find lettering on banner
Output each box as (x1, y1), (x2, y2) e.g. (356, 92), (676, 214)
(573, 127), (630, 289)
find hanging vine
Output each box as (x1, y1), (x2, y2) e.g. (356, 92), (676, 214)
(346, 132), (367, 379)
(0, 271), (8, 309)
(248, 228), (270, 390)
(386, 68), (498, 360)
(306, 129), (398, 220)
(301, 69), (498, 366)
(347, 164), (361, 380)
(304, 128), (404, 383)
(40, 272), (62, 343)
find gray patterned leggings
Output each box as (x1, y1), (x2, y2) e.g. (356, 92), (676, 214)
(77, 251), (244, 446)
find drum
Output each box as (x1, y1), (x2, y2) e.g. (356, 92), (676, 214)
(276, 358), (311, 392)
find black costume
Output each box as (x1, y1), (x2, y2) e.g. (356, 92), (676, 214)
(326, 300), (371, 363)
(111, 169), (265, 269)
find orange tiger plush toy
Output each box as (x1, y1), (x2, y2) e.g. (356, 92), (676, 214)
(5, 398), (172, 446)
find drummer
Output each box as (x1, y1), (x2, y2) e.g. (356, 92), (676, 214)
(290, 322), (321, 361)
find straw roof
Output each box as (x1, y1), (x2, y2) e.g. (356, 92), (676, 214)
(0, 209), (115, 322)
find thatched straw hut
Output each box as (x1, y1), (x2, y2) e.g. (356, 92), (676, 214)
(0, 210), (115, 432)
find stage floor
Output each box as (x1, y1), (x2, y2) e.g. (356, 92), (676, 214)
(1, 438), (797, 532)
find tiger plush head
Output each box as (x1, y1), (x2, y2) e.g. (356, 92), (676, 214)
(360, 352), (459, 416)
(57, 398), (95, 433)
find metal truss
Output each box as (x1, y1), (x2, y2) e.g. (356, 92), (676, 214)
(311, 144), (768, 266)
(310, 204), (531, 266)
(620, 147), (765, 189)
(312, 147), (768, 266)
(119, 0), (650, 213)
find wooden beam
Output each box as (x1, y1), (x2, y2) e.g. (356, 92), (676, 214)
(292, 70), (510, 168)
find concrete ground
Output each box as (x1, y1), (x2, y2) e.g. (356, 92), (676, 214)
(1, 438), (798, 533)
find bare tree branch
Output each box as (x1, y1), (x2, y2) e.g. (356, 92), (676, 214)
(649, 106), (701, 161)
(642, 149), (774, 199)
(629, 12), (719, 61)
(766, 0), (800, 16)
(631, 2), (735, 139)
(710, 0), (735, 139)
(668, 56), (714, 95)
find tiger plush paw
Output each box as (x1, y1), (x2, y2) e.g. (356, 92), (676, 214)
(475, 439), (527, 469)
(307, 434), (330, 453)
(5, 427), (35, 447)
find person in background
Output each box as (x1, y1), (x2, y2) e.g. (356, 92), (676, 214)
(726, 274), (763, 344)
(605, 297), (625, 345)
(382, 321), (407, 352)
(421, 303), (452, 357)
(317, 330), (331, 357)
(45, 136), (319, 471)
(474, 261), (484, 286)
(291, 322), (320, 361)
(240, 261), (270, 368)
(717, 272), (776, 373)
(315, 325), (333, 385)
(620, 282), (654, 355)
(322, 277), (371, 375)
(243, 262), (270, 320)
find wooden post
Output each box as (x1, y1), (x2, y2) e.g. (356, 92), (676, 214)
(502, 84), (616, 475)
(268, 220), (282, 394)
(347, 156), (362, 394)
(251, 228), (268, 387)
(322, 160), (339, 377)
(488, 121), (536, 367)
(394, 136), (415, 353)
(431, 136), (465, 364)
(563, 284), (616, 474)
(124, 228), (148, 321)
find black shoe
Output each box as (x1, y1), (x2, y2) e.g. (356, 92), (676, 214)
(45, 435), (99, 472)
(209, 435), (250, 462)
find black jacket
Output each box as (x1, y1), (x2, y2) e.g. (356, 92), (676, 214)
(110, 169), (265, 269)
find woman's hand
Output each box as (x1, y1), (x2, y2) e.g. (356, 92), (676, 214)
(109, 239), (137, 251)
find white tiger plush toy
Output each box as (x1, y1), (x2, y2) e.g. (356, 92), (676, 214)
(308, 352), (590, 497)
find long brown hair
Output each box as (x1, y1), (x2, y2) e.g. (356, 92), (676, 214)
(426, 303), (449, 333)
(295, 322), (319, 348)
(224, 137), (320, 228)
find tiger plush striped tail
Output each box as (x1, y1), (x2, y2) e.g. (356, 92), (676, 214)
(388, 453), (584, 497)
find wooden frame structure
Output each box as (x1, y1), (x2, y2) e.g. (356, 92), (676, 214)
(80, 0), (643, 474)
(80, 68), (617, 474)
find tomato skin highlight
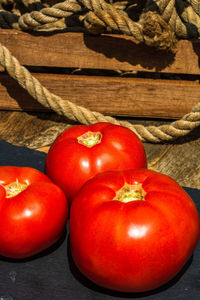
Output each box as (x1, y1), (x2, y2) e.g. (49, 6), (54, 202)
(0, 166), (68, 259)
(69, 169), (200, 293)
(45, 122), (147, 204)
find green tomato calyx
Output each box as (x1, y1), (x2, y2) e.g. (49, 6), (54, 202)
(77, 131), (102, 148)
(115, 183), (146, 203)
(5, 179), (28, 198)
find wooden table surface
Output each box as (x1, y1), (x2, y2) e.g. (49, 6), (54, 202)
(0, 110), (200, 189)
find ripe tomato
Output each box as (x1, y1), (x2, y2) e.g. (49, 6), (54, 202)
(0, 166), (68, 259)
(69, 169), (200, 293)
(45, 122), (147, 204)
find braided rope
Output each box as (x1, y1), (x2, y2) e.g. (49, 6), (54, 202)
(0, 0), (200, 142)
(18, 0), (83, 29)
(156, 0), (200, 38)
(1, 41), (200, 143)
(5, 0), (200, 39)
(189, 0), (200, 16)
(16, 0), (176, 49)
(1, 0), (200, 49)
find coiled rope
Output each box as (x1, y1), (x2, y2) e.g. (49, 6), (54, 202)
(1, 0), (200, 142)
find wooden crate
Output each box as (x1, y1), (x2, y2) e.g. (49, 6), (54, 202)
(0, 29), (200, 119)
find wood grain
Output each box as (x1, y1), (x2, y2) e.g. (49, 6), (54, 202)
(149, 142), (200, 188)
(0, 71), (200, 118)
(0, 111), (72, 149)
(0, 29), (200, 74)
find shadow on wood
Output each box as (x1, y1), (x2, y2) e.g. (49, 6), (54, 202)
(83, 34), (176, 72)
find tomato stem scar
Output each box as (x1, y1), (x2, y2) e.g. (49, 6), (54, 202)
(77, 131), (102, 148)
(5, 179), (28, 198)
(114, 183), (146, 203)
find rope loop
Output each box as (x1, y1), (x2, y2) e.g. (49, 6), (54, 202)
(0, 0), (200, 143)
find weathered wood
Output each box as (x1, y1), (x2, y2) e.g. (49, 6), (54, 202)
(0, 29), (200, 74)
(148, 142), (200, 189)
(0, 71), (199, 118)
(0, 111), (72, 149)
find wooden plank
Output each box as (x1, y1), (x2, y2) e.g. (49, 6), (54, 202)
(0, 29), (200, 74)
(149, 141), (200, 188)
(0, 71), (199, 118)
(0, 111), (70, 149)
(36, 146), (51, 153)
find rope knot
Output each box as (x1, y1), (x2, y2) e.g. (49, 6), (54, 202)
(140, 11), (177, 51)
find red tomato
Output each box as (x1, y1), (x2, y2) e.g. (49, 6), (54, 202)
(45, 122), (147, 204)
(69, 169), (200, 293)
(0, 166), (68, 259)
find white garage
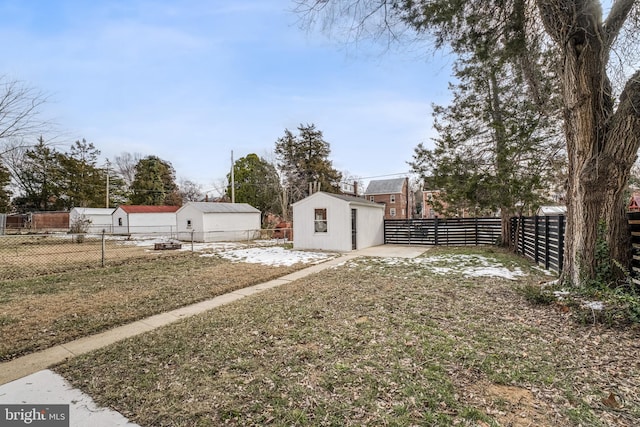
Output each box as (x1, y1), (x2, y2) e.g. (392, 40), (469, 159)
(111, 205), (179, 235)
(69, 207), (115, 233)
(292, 192), (385, 252)
(176, 202), (261, 242)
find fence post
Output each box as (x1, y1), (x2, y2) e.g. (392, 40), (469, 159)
(383, 219), (387, 243)
(558, 215), (565, 272)
(519, 216), (525, 255)
(101, 229), (106, 267)
(434, 217), (439, 246)
(191, 229), (195, 252)
(544, 215), (550, 270)
(475, 217), (478, 246)
(534, 216), (539, 265)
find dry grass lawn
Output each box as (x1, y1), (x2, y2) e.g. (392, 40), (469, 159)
(0, 252), (306, 361)
(55, 248), (640, 426)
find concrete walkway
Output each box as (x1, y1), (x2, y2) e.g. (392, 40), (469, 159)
(0, 244), (427, 385)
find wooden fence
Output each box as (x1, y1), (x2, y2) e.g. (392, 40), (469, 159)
(510, 215), (565, 273)
(384, 217), (501, 246)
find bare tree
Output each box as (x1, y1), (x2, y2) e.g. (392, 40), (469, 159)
(0, 76), (51, 149)
(178, 178), (204, 202)
(113, 151), (143, 188)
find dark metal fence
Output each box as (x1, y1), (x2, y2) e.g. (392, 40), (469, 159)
(510, 215), (565, 273)
(384, 217), (502, 246)
(627, 212), (640, 284)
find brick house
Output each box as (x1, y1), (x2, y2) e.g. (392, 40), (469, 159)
(365, 177), (412, 219)
(421, 189), (448, 219)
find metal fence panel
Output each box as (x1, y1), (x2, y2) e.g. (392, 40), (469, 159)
(384, 217), (501, 246)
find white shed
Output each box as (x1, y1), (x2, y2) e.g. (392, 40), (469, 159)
(112, 205), (179, 235)
(292, 192), (385, 252)
(176, 202), (261, 242)
(69, 207), (115, 233)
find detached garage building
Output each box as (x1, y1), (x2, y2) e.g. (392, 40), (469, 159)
(176, 202), (261, 242)
(69, 207), (115, 233)
(112, 205), (179, 235)
(292, 192), (385, 252)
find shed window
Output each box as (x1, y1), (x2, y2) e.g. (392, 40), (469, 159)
(314, 209), (328, 232)
(118, 217), (123, 226)
(186, 219), (192, 229)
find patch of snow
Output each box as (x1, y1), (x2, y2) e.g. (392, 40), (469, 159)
(208, 246), (334, 267)
(350, 254), (528, 281)
(553, 290), (570, 300)
(541, 280), (559, 288)
(464, 267), (526, 280)
(583, 301), (604, 311)
(430, 267), (455, 275)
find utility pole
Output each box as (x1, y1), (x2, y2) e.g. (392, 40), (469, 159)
(105, 159), (110, 208)
(231, 150), (235, 203)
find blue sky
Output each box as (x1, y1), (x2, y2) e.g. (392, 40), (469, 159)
(1, 0), (453, 192)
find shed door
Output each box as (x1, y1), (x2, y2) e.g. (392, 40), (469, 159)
(351, 209), (357, 250)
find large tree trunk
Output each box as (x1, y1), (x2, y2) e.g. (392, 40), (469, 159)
(537, 0), (640, 286)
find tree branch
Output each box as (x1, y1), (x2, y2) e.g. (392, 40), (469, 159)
(603, 70), (640, 163)
(603, 0), (636, 48)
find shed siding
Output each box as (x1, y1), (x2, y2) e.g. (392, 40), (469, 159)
(112, 207), (177, 234)
(355, 205), (385, 249)
(176, 203), (261, 242)
(69, 208), (115, 233)
(293, 192), (384, 252)
(293, 193), (349, 251)
(112, 207), (129, 234)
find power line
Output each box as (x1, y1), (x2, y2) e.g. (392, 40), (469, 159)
(358, 171), (414, 180)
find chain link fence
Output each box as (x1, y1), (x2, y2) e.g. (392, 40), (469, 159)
(0, 228), (293, 281)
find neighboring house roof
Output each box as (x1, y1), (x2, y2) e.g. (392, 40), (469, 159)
(117, 205), (180, 214)
(365, 178), (406, 195)
(537, 205), (567, 215)
(182, 202), (260, 214)
(71, 207), (115, 215)
(293, 192), (384, 208)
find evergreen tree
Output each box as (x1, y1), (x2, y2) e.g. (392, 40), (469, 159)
(296, 0), (640, 286)
(57, 139), (106, 208)
(11, 136), (64, 211)
(274, 124), (342, 205)
(0, 162), (10, 213)
(130, 156), (180, 205)
(410, 37), (564, 242)
(226, 153), (282, 223)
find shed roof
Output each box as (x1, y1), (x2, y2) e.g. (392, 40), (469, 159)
(365, 178), (406, 195)
(537, 205), (567, 215)
(182, 202), (260, 214)
(293, 192), (384, 208)
(117, 205), (180, 214)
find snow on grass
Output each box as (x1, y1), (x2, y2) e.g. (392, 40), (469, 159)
(208, 246), (335, 267)
(354, 253), (527, 280)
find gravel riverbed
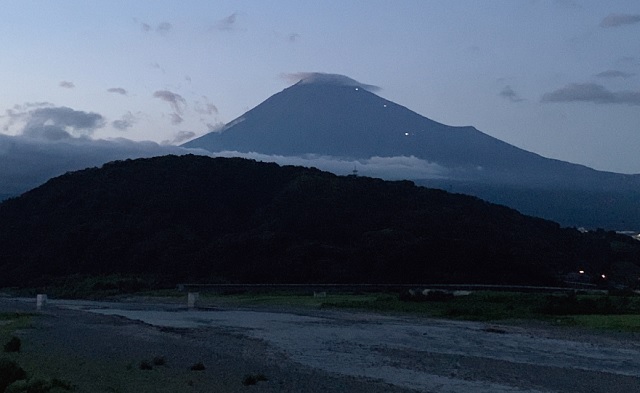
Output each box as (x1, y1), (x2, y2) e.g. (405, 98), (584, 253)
(2, 297), (639, 392)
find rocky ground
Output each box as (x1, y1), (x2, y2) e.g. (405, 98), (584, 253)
(2, 297), (639, 393)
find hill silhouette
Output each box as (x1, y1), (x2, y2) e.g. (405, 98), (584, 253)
(0, 155), (638, 288)
(184, 74), (640, 230)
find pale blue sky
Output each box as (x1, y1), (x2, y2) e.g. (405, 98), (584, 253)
(1, 1), (639, 173)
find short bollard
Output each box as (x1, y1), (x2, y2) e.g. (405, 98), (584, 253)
(187, 292), (199, 309)
(36, 294), (48, 310)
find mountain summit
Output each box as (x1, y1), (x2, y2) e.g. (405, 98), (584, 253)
(184, 73), (640, 229)
(185, 73), (546, 180)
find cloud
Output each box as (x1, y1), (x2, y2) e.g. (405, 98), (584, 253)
(169, 113), (183, 125)
(499, 85), (524, 102)
(206, 122), (225, 133)
(0, 136), (448, 199)
(153, 90), (186, 114)
(1, 102), (52, 131)
(194, 97), (218, 115)
(107, 87), (128, 95)
(541, 83), (640, 105)
(0, 134), (192, 196)
(20, 107), (105, 140)
(156, 21), (172, 33)
(150, 62), (166, 73)
(288, 33), (300, 42)
(139, 21), (172, 34)
(600, 13), (640, 28)
(2, 104), (104, 141)
(112, 112), (137, 130)
(280, 72), (382, 92)
(165, 131), (196, 145)
(206, 151), (448, 181)
(212, 12), (238, 31)
(59, 81), (75, 89)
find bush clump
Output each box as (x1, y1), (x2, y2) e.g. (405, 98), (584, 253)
(242, 373), (268, 386)
(4, 337), (21, 352)
(152, 356), (166, 366)
(139, 361), (153, 370)
(0, 359), (27, 392)
(190, 362), (205, 371)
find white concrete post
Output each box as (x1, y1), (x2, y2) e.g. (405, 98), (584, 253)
(187, 292), (199, 309)
(36, 294), (47, 310)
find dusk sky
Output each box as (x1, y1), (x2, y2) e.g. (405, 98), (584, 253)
(2, 1), (640, 175)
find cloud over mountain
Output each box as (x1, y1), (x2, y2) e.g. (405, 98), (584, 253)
(280, 72), (381, 92)
(541, 83), (640, 105)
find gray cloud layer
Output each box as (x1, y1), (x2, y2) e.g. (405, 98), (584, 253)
(209, 151), (447, 181)
(0, 134), (189, 195)
(21, 107), (105, 140)
(600, 13), (640, 28)
(541, 83), (640, 105)
(0, 140), (447, 199)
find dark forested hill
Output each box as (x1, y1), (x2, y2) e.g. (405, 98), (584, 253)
(0, 155), (638, 287)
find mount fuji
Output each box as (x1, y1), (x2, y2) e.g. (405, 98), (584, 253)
(184, 73), (640, 230)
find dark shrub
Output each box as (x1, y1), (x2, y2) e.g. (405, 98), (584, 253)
(242, 374), (268, 386)
(4, 337), (21, 352)
(0, 359), (27, 391)
(152, 356), (166, 366)
(139, 361), (152, 370)
(190, 362), (205, 371)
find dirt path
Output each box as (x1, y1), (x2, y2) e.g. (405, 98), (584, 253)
(3, 297), (640, 392)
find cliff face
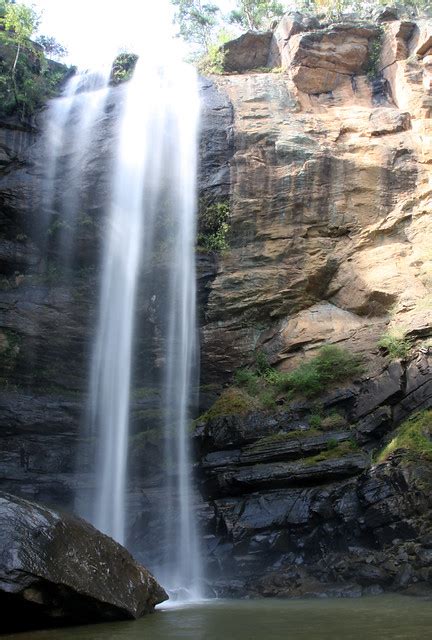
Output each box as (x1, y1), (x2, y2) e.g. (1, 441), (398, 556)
(196, 13), (432, 597)
(0, 11), (432, 598)
(201, 15), (432, 383)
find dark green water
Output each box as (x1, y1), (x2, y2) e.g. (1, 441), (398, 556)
(4, 596), (432, 639)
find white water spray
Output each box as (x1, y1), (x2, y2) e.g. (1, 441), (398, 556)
(87, 49), (202, 595)
(43, 3), (202, 597)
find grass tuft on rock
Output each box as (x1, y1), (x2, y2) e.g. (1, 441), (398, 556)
(377, 410), (432, 463)
(378, 330), (411, 360)
(277, 345), (364, 398)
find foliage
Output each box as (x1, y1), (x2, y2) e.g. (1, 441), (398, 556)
(172, 0), (220, 51)
(0, 329), (20, 373)
(35, 35), (67, 61)
(296, 0), (431, 18)
(309, 413), (322, 428)
(258, 389), (277, 409)
(195, 40), (226, 74)
(197, 199), (230, 252)
(304, 439), (359, 465)
(234, 368), (260, 395)
(321, 410), (347, 430)
(0, 2), (70, 119)
(200, 387), (257, 421)
(3, 2), (39, 42)
(366, 30), (383, 78)
(110, 52), (139, 85)
(255, 349), (271, 375)
(228, 0), (285, 31)
(377, 410), (432, 463)
(378, 330), (411, 360)
(232, 345), (363, 419)
(278, 346), (364, 398)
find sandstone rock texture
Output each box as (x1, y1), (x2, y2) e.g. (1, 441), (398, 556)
(0, 492), (167, 632)
(202, 14), (432, 384)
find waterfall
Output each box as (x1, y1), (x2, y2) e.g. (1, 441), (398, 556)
(42, 8), (202, 599)
(86, 55), (202, 595)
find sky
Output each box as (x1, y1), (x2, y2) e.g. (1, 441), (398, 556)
(21, 0), (240, 68)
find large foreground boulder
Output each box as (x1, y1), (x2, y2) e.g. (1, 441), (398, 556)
(0, 492), (167, 632)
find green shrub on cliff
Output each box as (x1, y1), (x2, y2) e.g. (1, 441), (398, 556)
(0, 1), (71, 119)
(377, 410), (432, 463)
(278, 345), (364, 398)
(197, 200), (230, 252)
(234, 345), (364, 406)
(110, 52), (138, 85)
(378, 330), (411, 360)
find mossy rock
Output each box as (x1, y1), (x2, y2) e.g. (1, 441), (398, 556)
(304, 439), (359, 466)
(377, 410), (432, 463)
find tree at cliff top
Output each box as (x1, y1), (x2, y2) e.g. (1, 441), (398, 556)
(1, 0), (38, 102)
(35, 35), (68, 62)
(0, 0), (70, 118)
(298, 0), (431, 17)
(228, 0), (285, 30)
(172, 0), (221, 51)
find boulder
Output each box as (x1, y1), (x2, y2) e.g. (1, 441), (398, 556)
(222, 31), (273, 72)
(268, 11), (318, 68)
(0, 492), (167, 632)
(285, 24), (380, 94)
(378, 20), (416, 71)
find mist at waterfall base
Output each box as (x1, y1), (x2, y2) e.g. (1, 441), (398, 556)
(42, 12), (203, 600)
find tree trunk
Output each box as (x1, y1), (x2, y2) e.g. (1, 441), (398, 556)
(11, 42), (21, 107)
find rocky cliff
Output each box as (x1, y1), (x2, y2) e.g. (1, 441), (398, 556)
(0, 9), (432, 598)
(196, 9), (432, 597)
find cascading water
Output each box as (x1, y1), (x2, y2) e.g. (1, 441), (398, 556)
(85, 43), (202, 595)
(42, 70), (110, 265)
(42, 6), (202, 599)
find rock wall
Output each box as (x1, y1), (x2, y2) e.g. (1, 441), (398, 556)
(196, 11), (432, 596)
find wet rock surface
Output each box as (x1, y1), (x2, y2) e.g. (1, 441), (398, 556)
(0, 492), (167, 632)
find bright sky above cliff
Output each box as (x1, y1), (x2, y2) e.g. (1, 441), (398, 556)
(22, 0), (238, 67)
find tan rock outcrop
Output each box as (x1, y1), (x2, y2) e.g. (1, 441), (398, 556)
(283, 24), (379, 94)
(201, 16), (432, 384)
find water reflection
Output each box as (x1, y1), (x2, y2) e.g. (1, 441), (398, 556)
(4, 596), (432, 640)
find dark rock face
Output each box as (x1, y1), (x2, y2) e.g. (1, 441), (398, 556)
(196, 354), (432, 597)
(0, 492), (167, 633)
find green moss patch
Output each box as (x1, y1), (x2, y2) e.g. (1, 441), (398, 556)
(304, 440), (359, 466)
(377, 410), (432, 463)
(200, 387), (257, 422)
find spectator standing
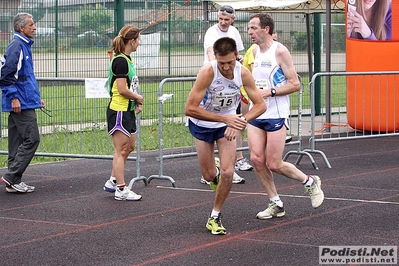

• _THE PROBLEM_
Beginning with the line that includes "find water reflection" and ending with the last line of the material, reproduce those lines exactly and nothing else, with no pictures.

• _RESULT FOR THIS EXERCISE_
find water reflection
Output each box as (x1, y1), (x2, y2) e.g. (1, 441), (398, 556)
(4, 596), (432, 640)
find dark rock face
Output each box as (x1, y1), (x2, y2) e.g. (1, 441), (398, 556)
(196, 354), (432, 597)
(0, 492), (167, 633)
find green moss patch
Output each box as (x1, y1), (x2, y2) e.g. (1, 441), (398, 556)
(304, 440), (359, 466)
(377, 410), (432, 463)
(200, 387), (257, 422)
find spectator standing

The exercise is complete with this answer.